▶ [TASK INPUTS]:
# # # # #

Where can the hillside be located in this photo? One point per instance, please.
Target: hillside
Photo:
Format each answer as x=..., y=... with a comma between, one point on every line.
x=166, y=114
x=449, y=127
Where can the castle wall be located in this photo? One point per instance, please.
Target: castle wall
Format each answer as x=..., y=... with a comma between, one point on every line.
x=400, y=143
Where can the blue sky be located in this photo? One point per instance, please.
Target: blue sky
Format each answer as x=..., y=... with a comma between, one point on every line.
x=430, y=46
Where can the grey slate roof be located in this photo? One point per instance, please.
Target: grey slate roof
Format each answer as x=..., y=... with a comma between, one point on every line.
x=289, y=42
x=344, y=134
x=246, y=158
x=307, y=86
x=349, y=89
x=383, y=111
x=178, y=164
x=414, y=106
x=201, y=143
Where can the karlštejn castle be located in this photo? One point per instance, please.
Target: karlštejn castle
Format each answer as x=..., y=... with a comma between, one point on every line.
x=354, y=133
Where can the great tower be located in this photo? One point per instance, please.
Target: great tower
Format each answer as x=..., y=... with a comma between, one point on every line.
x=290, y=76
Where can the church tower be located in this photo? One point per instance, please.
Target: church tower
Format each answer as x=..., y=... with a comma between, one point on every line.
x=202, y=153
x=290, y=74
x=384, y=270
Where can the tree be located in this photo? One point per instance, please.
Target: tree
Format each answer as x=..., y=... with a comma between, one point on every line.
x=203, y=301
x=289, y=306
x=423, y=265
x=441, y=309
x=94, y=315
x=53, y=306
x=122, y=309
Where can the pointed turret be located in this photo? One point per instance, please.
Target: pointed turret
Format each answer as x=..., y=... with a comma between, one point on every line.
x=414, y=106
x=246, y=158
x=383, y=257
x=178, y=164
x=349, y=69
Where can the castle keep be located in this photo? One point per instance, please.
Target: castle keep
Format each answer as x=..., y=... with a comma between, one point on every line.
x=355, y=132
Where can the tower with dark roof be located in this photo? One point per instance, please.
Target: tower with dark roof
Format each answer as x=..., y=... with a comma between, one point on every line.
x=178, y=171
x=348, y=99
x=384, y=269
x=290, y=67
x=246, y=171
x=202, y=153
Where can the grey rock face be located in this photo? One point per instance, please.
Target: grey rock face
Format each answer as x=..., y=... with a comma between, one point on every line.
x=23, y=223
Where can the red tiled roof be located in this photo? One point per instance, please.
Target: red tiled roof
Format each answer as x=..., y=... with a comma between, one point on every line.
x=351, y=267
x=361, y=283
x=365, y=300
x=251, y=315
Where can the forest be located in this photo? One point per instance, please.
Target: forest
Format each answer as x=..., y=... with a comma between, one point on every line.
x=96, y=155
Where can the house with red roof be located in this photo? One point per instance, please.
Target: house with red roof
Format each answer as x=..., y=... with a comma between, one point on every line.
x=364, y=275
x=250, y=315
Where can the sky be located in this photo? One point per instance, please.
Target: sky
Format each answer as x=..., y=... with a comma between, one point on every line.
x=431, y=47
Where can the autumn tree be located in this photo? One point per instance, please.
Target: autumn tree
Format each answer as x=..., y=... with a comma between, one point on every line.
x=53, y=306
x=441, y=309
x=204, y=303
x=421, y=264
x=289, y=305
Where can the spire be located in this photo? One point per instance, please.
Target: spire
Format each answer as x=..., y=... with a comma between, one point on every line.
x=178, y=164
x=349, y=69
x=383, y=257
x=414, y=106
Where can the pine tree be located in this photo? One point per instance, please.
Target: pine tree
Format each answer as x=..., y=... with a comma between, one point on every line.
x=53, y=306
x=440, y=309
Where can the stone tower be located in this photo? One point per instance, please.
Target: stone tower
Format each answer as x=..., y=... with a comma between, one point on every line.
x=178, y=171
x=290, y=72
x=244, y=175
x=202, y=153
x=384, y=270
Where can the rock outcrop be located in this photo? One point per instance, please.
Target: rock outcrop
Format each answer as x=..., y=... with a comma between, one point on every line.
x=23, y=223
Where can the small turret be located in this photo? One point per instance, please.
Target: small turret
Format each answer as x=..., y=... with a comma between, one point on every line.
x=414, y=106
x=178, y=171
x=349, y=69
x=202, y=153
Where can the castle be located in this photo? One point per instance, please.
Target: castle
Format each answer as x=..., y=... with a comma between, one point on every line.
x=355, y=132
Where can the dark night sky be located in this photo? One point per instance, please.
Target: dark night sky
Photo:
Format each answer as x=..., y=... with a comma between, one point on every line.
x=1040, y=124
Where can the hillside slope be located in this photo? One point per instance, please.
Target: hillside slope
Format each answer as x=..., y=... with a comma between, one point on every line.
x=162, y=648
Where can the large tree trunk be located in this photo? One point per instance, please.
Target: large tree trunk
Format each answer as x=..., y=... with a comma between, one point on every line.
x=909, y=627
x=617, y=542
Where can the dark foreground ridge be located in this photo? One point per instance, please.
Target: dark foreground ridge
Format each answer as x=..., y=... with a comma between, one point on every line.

# # # # #

▶ [EXERCISE REQUIREMENTS]: Every line above that holds the word "spire" is to be found and copied.

▶ [THE ANSWER]:
Where can the spire be located in this photo? One point per instance, please.
Target: spire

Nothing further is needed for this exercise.